Scale the items from the first line through the line containing "xmin=259 ymin=62 xmax=282 ymax=99", inclusive, and rewrite every line in that span. Copy the request lines and the coordinate style sample unchanged, and multiply each bounding box coordinate in the answers by 0.7, rounding to whole numbers with halves rounded up.

---+---

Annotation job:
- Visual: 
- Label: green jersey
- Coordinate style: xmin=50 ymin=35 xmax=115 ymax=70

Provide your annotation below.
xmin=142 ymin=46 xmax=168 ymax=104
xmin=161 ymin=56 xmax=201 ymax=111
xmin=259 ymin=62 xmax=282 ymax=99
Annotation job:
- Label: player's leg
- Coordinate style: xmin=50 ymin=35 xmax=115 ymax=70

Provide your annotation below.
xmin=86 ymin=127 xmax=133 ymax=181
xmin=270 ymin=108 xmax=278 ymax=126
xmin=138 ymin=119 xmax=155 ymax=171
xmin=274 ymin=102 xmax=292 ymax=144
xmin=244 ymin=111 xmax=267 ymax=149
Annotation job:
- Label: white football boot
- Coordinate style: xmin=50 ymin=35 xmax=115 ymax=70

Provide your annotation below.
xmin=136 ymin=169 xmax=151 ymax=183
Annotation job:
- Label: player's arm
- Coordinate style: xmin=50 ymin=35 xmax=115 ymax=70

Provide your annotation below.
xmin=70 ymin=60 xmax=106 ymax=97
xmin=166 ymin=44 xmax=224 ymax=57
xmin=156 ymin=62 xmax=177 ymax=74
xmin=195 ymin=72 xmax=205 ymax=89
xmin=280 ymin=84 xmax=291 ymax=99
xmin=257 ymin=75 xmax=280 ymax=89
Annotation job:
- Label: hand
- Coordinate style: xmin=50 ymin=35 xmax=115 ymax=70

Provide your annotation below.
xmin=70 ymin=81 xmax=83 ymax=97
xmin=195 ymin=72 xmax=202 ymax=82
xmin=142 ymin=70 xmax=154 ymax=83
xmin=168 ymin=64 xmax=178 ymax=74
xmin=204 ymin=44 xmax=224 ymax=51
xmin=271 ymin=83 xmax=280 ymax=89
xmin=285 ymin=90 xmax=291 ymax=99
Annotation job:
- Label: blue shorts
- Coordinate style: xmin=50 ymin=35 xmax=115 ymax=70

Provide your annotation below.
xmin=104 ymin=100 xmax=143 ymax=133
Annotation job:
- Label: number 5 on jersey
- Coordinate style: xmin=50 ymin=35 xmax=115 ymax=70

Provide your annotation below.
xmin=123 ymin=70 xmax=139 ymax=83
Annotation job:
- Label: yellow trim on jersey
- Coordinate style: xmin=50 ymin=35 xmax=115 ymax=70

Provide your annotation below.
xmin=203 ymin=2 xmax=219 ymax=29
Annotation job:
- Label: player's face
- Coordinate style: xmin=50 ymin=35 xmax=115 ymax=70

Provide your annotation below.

---+---

▶ **Answer below**:
Annotation job:
- Visual: 
- Label: green jersey
- Coordinate style: xmin=50 ymin=35 xmax=115 ymax=70

Provide your annotation below.
xmin=99 ymin=32 xmax=118 ymax=73
xmin=113 ymin=39 xmax=141 ymax=78
xmin=181 ymin=43 xmax=197 ymax=69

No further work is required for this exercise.